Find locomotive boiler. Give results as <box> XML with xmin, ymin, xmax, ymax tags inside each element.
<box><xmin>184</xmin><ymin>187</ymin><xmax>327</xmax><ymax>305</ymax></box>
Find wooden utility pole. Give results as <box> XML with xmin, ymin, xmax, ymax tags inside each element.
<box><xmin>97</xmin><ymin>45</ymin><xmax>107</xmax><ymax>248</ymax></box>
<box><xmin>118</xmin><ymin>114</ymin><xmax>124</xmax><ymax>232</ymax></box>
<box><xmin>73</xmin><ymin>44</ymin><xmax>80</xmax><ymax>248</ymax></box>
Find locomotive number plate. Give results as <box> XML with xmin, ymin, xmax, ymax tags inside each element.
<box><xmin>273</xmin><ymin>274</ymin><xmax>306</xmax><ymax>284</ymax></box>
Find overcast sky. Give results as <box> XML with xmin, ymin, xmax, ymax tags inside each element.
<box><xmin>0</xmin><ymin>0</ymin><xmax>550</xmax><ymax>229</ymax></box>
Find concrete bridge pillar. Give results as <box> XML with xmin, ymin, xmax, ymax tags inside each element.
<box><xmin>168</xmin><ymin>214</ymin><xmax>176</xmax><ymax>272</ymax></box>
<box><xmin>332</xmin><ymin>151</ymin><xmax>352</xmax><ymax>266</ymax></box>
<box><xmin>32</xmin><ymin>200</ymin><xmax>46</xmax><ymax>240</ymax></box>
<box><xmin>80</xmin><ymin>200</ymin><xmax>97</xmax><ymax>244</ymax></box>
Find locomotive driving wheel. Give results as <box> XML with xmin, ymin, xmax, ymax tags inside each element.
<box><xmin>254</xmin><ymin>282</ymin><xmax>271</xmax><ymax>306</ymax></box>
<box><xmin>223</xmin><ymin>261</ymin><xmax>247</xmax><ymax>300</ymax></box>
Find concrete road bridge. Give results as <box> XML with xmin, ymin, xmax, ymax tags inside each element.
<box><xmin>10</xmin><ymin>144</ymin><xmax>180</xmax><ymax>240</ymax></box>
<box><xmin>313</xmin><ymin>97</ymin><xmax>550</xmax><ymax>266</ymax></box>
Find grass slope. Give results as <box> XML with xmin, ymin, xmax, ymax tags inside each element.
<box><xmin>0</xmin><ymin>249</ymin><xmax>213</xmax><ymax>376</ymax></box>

Consigne: Extrayez toutes les lignes des items ci-dessus qui contiennent la chaîne « inside ». La casse compte.

Réponse:
Find locomotive boiler. Give results as <box> XML with xmin, ymin, xmax, ymax tags inside each element.
Find wooden utility pole. Give results as <box> XML with xmin, ymin, xmax, ymax tags inside each element.
Find locomotive number plate. Give results as <box> XML with xmin, ymin, xmax, ymax tags inside each element.
Find overcast sky. Give results as <box> XML with xmin, ymin, xmax, ymax tags inside each element.
Find concrete bridge pillar. Give results as <box> XML with xmin, ymin, xmax, ymax tags inside each element.
Find locomotive driving wheel. Give results as <box> XML with xmin, ymin, xmax, ymax tags inside each element.
Find concrete road bridge. Give results as <box> XML with xmin, ymin, xmax, ymax tags inside each element.
Find grass slope. Give results as <box> XML with xmin, ymin, xmax, ymax tags inside each element.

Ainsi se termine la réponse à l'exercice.